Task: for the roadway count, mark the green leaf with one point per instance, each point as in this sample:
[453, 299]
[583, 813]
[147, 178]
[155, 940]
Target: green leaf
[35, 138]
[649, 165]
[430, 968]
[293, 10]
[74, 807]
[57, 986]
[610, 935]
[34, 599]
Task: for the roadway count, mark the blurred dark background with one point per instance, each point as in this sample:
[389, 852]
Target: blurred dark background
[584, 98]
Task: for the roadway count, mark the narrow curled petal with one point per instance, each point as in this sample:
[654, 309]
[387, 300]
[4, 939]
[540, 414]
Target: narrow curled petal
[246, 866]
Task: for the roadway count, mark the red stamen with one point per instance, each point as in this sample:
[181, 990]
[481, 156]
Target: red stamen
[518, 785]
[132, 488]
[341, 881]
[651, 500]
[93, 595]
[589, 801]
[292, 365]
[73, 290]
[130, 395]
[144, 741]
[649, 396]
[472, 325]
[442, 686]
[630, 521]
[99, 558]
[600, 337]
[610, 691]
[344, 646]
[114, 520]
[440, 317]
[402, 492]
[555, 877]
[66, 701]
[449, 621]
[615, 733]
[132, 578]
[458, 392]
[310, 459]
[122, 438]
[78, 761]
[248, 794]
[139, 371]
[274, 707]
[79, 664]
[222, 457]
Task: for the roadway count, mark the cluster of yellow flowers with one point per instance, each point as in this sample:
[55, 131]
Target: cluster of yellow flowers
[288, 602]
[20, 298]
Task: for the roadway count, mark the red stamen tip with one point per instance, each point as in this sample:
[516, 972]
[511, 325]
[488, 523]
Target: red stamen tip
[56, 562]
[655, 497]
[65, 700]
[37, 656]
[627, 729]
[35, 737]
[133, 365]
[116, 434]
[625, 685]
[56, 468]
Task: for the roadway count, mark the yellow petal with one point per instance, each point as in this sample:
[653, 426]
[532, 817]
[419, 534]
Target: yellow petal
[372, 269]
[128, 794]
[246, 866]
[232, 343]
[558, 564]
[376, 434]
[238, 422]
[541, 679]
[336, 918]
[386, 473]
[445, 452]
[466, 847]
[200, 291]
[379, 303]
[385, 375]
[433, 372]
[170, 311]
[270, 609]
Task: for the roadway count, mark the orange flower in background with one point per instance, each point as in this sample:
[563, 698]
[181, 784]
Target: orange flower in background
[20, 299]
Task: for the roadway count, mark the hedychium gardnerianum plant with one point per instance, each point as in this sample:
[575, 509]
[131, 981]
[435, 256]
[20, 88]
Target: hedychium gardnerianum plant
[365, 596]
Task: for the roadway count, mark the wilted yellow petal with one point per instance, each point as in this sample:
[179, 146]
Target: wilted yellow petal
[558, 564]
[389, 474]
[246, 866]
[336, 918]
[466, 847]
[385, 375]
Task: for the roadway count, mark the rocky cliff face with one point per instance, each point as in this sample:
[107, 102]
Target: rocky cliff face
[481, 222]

....

● WRITTEN EXERCISE: Quote each line of the listing above exactly.

● EXERCISE RESPONSE:
Task: for the roadway count, mark the green leaf with one point per instance, each point as in this sample:
[453, 299]
[583, 813]
[147, 178]
[155, 940]
Target: green leaf
[35, 138]
[649, 165]
[430, 968]
[293, 10]
[74, 807]
[57, 986]
[610, 935]
[34, 599]
Task: for the roadway count, mark the blurred dark background with one point per instance, each point as in this sample:
[389, 852]
Target: blurred dark background
[584, 98]
Task: for the roadway count, mark the narrow curled petal with one point per instance, each point as in this sample:
[654, 309]
[387, 300]
[4, 939]
[540, 414]
Target: narrow curled petal
[246, 866]
Task: for the roadway count, mark the red stamen with one point per instance, each point as in this sample:
[181, 990]
[481, 156]
Target: red stamen
[518, 785]
[132, 488]
[341, 881]
[651, 500]
[93, 595]
[589, 801]
[292, 365]
[73, 290]
[130, 395]
[144, 741]
[649, 396]
[472, 325]
[442, 686]
[630, 521]
[99, 558]
[600, 337]
[610, 691]
[344, 646]
[114, 520]
[440, 317]
[402, 492]
[555, 877]
[66, 701]
[449, 621]
[615, 733]
[132, 578]
[458, 392]
[310, 459]
[122, 438]
[78, 761]
[248, 794]
[139, 371]
[274, 707]
[79, 664]
[222, 457]
Task: for the roadway count, mark the cluster of yellow flowers with one point per instance, each point as in this sample:
[55, 131]
Target: cluster of yellow flowers
[288, 602]
[20, 298]
Task: for the roadway count, mark the red stamen tip with one point per instance, each point as in this sample:
[516, 972]
[511, 325]
[488, 523]
Target: red stamen tip
[56, 562]
[655, 497]
[65, 700]
[37, 656]
[627, 729]
[35, 737]
[133, 365]
[116, 434]
[625, 685]
[56, 468]
Task: for the roadway count, mark the yellow petal with one point per instance, each point as in this sample:
[653, 426]
[532, 817]
[419, 534]
Target: yellow petal
[372, 269]
[128, 794]
[246, 866]
[232, 343]
[558, 564]
[376, 434]
[238, 422]
[541, 679]
[336, 918]
[386, 473]
[445, 452]
[466, 847]
[200, 291]
[379, 303]
[385, 375]
[433, 372]
[170, 311]
[270, 609]
Task: for the roadway count, mark the orange flower in background with one point per instance, each point as in this sample:
[563, 698]
[181, 784]
Target: orange flower in background
[20, 299]
Task: for the roadway count, mark the hedychium gardnerianum plant with one point per instance, each point as in this sample:
[575, 509]
[131, 981]
[435, 256]
[20, 88]
Target: hedychium gardnerianum plant
[365, 596]
Task: for the roadway count, mark the wilted yellow petal with one point per instance, each point as in this sample:
[179, 146]
Target: wilted yellow petal
[558, 564]
[389, 474]
[246, 866]
[336, 918]
[466, 847]
[385, 375]
Task: for the roadway count, mark the rocky cliff face with one point per instance, each point as in this sample:
[107, 102]
Target: rocky cliff face
[481, 222]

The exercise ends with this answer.